**PASSAGE TO READ:**
==========

It was one of those days. My gut instinct was telling me “don’t go to Reefsteamers today”, while my gut was telling me “you need exercise!” . The reason for heading out to Germiston was the Easter Train operated by Reefsteamers that was due to depart at 10.30 on a round trip. Not much else was going on because it was a public holiday so off I went.

Everything went well until I came to the abysmal track that is used by RS as a road to access the depot.  In rainy season this track is a quagmire. We hadn’t had rain in yonks so the assumption was that that the road was passable. The first giant puddle should have served as a warning, but I didn’t really have any problems with it. The next puddle was a different puddle altogether, it was more like a bog and I ended up bogged down to running board level halfway through.

Now people may scoff at my strange car, but the yellow peril and I have been to many odd places where cars like mine should not go. The situation was bad, this road is literally in the middle of nowhere, with a squatter camp close by and nothing between it and the depot. I tried a few movements to try gauge how badly I was stuck, but the mud was very deep and I was soon up to my ankles in it. Fortunately I was wearing boots or my shoes would still be in Germiston.

==========

**TO BE DONE:**
A) List each distinct proper name in the trip account once, counting a multi-word name as one item.
B) Repeat the trip account word for word from "Now people may" to "still be in Germiston.".
The records have no connection to the trip account.

**MATERIAL SUPPLIED:**
==========

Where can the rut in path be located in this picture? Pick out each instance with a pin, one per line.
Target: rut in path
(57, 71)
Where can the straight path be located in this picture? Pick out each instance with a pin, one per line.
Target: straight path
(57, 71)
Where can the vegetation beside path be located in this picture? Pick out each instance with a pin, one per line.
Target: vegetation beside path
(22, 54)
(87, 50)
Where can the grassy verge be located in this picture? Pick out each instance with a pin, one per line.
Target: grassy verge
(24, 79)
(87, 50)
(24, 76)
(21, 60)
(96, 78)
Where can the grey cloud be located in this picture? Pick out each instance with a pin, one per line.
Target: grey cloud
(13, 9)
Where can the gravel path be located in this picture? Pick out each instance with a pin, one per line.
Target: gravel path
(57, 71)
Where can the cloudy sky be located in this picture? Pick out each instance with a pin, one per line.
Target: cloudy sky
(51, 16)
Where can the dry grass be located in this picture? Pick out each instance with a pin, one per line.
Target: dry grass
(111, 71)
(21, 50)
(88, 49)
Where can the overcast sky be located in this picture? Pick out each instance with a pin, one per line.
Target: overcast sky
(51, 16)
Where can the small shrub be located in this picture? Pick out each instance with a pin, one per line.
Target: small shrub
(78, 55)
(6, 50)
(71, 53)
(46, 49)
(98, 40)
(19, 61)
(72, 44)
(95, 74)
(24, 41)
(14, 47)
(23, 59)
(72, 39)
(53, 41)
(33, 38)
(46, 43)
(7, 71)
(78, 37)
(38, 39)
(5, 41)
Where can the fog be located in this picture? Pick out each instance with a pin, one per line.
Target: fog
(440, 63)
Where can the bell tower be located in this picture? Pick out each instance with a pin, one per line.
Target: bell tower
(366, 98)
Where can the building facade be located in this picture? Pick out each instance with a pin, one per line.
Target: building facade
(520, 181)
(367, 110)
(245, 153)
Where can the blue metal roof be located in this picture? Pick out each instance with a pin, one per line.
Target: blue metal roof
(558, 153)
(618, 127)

==========

**THE REPLIES:**
A) Reefsteamers, Germiston, Easter Train, RS

B)
Now people may scoff at my strange car, but the yellow peril and I have been to many odd places where cars like mine should not go. The situation was bad, this road is literally in the middle of nowhere, with a squatter camp close by and nothing between it and the depot. I tried a few movements to try gauge how badly I was stuck, but the mud was very deep and I was soon up to my ankles in it. Fortunately I was wearing boots or my shoes would still be in Germiston.